TEXT FOR ANALYSIS:
After this failure he again set out to circumnavigate Africa. Very little is known about this second expedition, only that Eudoxus had not returned to Gades by 100 BC, the year that Poseidonius left the city. His eventual fate is unknown. Although some, such as Pliny, claimed that Eudoxus did achieve his goal, the most probable conclusion is that he perished on the journey.

It is often suggested that Eudoxus of Cyzicus believed the circumnavigation of Africa was possible because of the proposed theories of Eratosthenes of Cyrene. Eratosthenes, whose theories held a certain level of credibility during the Hellenistic period, theorized that the African continent held a trapezoidal shape and was much smaller than it really is, making rapid circumnavigation of the continent possible.

== Skepticism of the voyages' truth ==
Strabo, whose Geography is the main surviving source of the story, was skeptical about its truth. Modern scholarship tends to consider it relatively credible. During the 2nd century BC Greek and Indian ships met to trade at Arabian ports such as Aden (called Eudaemon by the Greeks). Attempts to sail beyond Aden were rare, discouraged, and involved a long and laborious coast-hugging journey. Navigators had long been aware of the monsoon winds. Indian ships used them to sail to Arabia, but no Greek ship had yet done so. For the Greeks to acquire the expertise of an Indian pilot meant the chance to bypass the Arabian ports and establish direct commercial links with India. Whether or not the story told by Poseidonius of a shipwrecked Indian pilot teaching Eudoxus about the monsoon winds is true, Greek ships were in fact soon using the monsoon winds to sail to India. By 50 BC there was a marked increase in the number of Greek and Roman ships sailing the Red Sea to the Indian Ocean.

REQUIREMENT 1: Write out the passage on Eudoxus of Cyzicus word for word, from "After this failure" up to and including "on the journey.".
REQUIREMENT 2: According to the passage on Eudoxus of Cyzicus, why would gaining the expertise of an Indian pilot matter to the Greeks?
The records have no connection to the passage on Eudoxus of Cyzicus.

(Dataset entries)
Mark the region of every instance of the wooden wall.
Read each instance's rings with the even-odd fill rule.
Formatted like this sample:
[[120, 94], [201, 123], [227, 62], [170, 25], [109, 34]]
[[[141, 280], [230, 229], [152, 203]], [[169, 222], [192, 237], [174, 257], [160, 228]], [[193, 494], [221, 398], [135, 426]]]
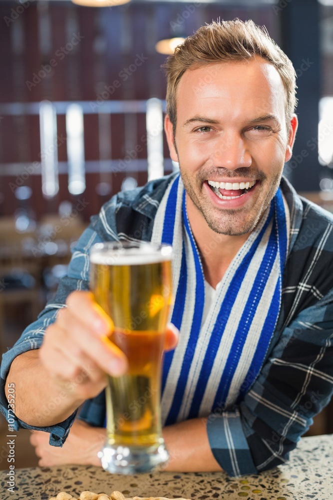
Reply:
[[[13, 2], [1, 2], [0, 101], [78, 100], [90, 102], [93, 106], [105, 86], [109, 88], [110, 99], [163, 99], [165, 82], [160, 66], [165, 58], [155, 52], [156, 42], [172, 34], [191, 34], [212, 19], [235, 17], [251, 18], [265, 24], [279, 42], [278, 20], [272, 6], [240, 10], [199, 2], [130, 3], [94, 8], [69, 2], [34, 1], [23, 8]], [[126, 68], [130, 68], [130, 75], [126, 74]], [[113, 89], [115, 80], [119, 83]], [[141, 144], [145, 120], [142, 115], [137, 120], [129, 118], [124, 123], [123, 116], [112, 116], [112, 158], [123, 158], [127, 150]], [[65, 137], [64, 116], [58, 116], [57, 126], [58, 134]], [[84, 127], [86, 160], [98, 161], [100, 154], [97, 116], [85, 116]], [[138, 157], [144, 158], [145, 145], [142, 146]], [[23, 166], [38, 161], [40, 150], [38, 116], [5, 116], [0, 120], [0, 215], [12, 214], [17, 208], [12, 184], [16, 184], [18, 179], [32, 188], [30, 202], [37, 218], [56, 211], [62, 200], [75, 202], [67, 190], [65, 172], [60, 174], [58, 194], [51, 201], [43, 197], [40, 176], [23, 175], [26, 172]], [[58, 154], [59, 161], [66, 161], [65, 141], [59, 146]], [[164, 156], [168, 157], [166, 144]], [[18, 164], [18, 170], [8, 172], [8, 164]], [[109, 182], [114, 193], [120, 190], [126, 174], [124, 172], [101, 174], [98, 168], [87, 174], [86, 189], [80, 195], [88, 202], [84, 210], [86, 220], [98, 212], [105, 201], [105, 196], [96, 194], [96, 184]], [[136, 177], [139, 185], [146, 182], [145, 172], [130, 174]]]

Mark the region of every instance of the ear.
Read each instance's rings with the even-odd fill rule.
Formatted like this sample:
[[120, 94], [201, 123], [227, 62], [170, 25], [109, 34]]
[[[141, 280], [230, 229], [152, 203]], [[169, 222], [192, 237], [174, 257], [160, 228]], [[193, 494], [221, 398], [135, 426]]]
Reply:
[[290, 120], [289, 138], [288, 139], [288, 144], [286, 150], [285, 162], [289, 162], [293, 156], [293, 148], [294, 147], [294, 143], [295, 142], [296, 132], [297, 130], [298, 124], [299, 122], [298, 120], [297, 119], [297, 116], [296, 114], [293, 114], [292, 116], [292, 119]]
[[170, 158], [174, 162], [179, 162], [178, 155], [177, 154], [175, 146], [173, 126], [170, 121], [168, 114], [167, 114], [164, 119], [164, 130], [165, 130], [165, 134], [168, 142], [168, 146], [169, 146]]

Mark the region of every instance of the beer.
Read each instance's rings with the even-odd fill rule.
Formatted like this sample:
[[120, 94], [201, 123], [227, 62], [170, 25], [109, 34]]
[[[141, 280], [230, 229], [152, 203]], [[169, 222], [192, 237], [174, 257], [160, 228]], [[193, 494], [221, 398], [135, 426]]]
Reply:
[[125, 375], [108, 376], [106, 390], [107, 446], [118, 451], [128, 447], [134, 454], [156, 454], [163, 446], [161, 367], [171, 301], [171, 250], [147, 243], [101, 244], [90, 254], [91, 290], [113, 322], [109, 340], [128, 360]]

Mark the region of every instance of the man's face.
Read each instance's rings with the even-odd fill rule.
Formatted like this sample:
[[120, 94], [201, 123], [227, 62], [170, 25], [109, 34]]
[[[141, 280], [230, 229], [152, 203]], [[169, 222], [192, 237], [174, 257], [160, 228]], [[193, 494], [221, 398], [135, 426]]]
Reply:
[[276, 192], [297, 126], [294, 116], [287, 130], [285, 102], [280, 75], [261, 58], [182, 76], [174, 142], [166, 118], [170, 154], [188, 204], [216, 232], [252, 230]]

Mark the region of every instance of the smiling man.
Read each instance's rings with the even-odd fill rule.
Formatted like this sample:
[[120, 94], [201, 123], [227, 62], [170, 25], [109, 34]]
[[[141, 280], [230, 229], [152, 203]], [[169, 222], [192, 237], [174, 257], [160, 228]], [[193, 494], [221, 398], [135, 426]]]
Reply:
[[[173, 245], [179, 335], [163, 364], [167, 470], [274, 467], [332, 394], [333, 218], [282, 178], [297, 128], [292, 63], [265, 30], [236, 20], [200, 28], [165, 67], [180, 174], [102, 208], [55, 299], [3, 356], [14, 426], [36, 431], [42, 465], [100, 464], [105, 373], [127, 370], [115, 346], [106, 350], [109, 320], [84, 291], [89, 248], [103, 240]], [[177, 341], [170, 328], [166, 350]]]

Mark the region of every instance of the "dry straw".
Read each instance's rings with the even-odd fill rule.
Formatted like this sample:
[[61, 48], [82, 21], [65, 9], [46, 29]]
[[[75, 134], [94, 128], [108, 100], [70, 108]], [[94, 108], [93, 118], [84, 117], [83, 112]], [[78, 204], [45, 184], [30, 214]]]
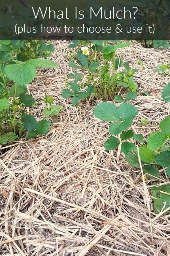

RESULT 1:
After this failure he again set out to circumnavigate Africa. Very little is known about this second expedition, only that Eudoxus had not returned to Gades by 100 BC, the year that Poseidonius left the city. His eventual fate is unknown. Although some, such as Pliny, claimed that Eudoxus did achieve his goal, the most probable conclusion is that he perished on the journey.

RESULT 2: With an Indian pilot's expertise, the Greeks had the chance to bypass the Arabian ports where Greek and Indian ships met to trade. They could then set up direct commercial links with India.